((

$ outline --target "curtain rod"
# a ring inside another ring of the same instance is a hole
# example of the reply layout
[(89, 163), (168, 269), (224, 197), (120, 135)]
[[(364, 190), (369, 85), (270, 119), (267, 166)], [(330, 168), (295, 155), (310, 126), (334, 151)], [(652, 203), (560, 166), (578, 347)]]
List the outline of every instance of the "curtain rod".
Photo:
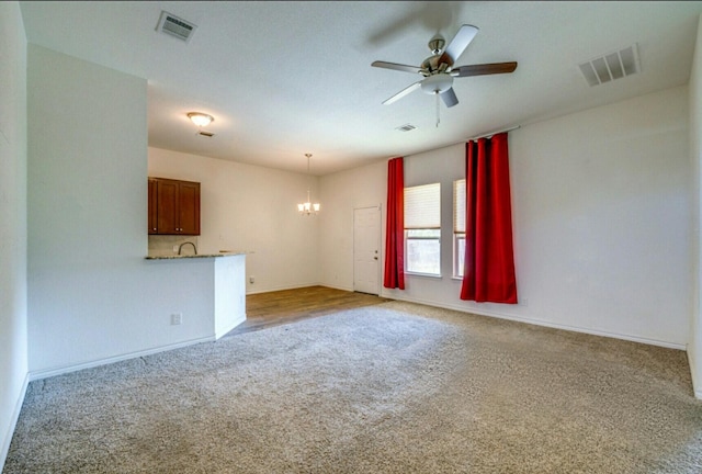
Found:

))

◆ **SHORT TASK**
Reproduce the material above line for line, with no changes, but leave out the picture.

◆ **WRITTEN REPLY**
$ outline --target "curtain rod"
# a ring inside another ring of the same instance is a hole
# example of the reply layout
[(89, 163), (168, 269), (224, 197), (120, 135)]
[[(364, 190), (369, 85), (270, 119), (267, 166)], [(330, 168), (295, 155), (310, 126), (334, 151)], [(652, 203), (560, 166), (578, 347)]]
List the outline of every instance of the "curtain rod".
Photo:
Found:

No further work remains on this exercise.